_Task details_
Return the full abstract on Id1 and clonal hematopoiesis in Tet2-deficient mice word for word.

_Document extract_

_____

Id1 promotes clonal hematopoiesis in mice with Tet2 loss of function

Hematopoietic malignancies emerge through the acquisition of genetic mutations within hematopoietic stem and progenitor cells (HSPCs). Some mutations impart a selective growth advantage to HSPCs, which expand and contribute to mature blood cells. This expansion is termed clonal hematopoiesis (CH). Inhibitor of DNA binding 1 (ID1) protein is a transcriptional regulator of proliferation/differentiation of hematopoietic cells. HSPCs express low levels of Id1 that is induced by growth factors and other mediators of inflammatory during stress to promote HSPC expansion. Since chronic inflammation is associated with the progression of hematopoietic malignancies, reducing Id1 expression may reduce CH. Genetic ablation of Id1 in Tet2−/− HSPCs reduces HSPC expansion/CH, extramedullary hematopoiesis, myeloid skewing, and genetic instability and delays the onset of disease. Mechanistically, p16 expression, senescence, and apoptosis were increased, and proliferation decreased in Tet2−/−;Id1−/− HSPCs. Thus, ID1 may represent a therapeutic target to reduce CH and delay the onset of disease.

_____

_Information supplied_

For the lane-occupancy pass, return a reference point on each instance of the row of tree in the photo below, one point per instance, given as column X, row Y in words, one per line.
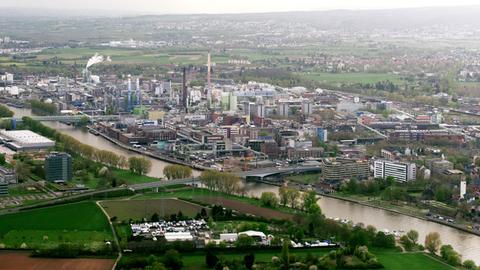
column 177, row 172
column 221, row 181
column 433, row 244
column 5, row 111
column 42, row 108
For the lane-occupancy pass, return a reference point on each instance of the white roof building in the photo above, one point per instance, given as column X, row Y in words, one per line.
column 178, row 236
column 24, row 140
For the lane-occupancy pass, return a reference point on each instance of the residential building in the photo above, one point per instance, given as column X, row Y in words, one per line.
column 8, row 176
column 322, row 134
column 58, row 167
column 401, row 171
column 439, row 166
column 25, row 140
column 307, row 107
column 283, row 109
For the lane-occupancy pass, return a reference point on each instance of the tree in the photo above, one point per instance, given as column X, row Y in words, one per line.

_____

_Answer to the exercise_
Id1 promotes clonal hematopoiesis in mice with Tet2 loss of function

Hematopoietic malignancies emerge through the acquisition of genetic mutations within hematopoietic stem and progenitor cells (HSPCs). Some mutations impart a selective growth advantage to HSPCs, which expand and contribute to mature blood cells. This expansion is termed clonal hematopoiesis (CH). Inhibitor of DNA binding 1 (ID1) protein is a transcriptional regulator of proliferation/differentiation of hematopoietic cells. HSPCs express low levels of Id1 that is induced by growth factors and other mediators of inflammatory during stress to promote HSPC expansion. Since chronic inflammation is associated with the progression of hematopoietic malignancies, reducing Id1 expression may reduce CH. Genetic ablation of Id1 in Tet2−/− HSPCs reduces HSPC expansion/CH, extramedullary hematopoiesis, myeloid skewing, and genetic instability and delays the onset of disease. Mechanistically, p16 expression, senescence, and apoptosis were increased, and proliferation decreased in Tet2−/−;Id1−/− HSPCs. Thus, ID1 may represent a therapeutic target to reduce CH and delay the onset of disease.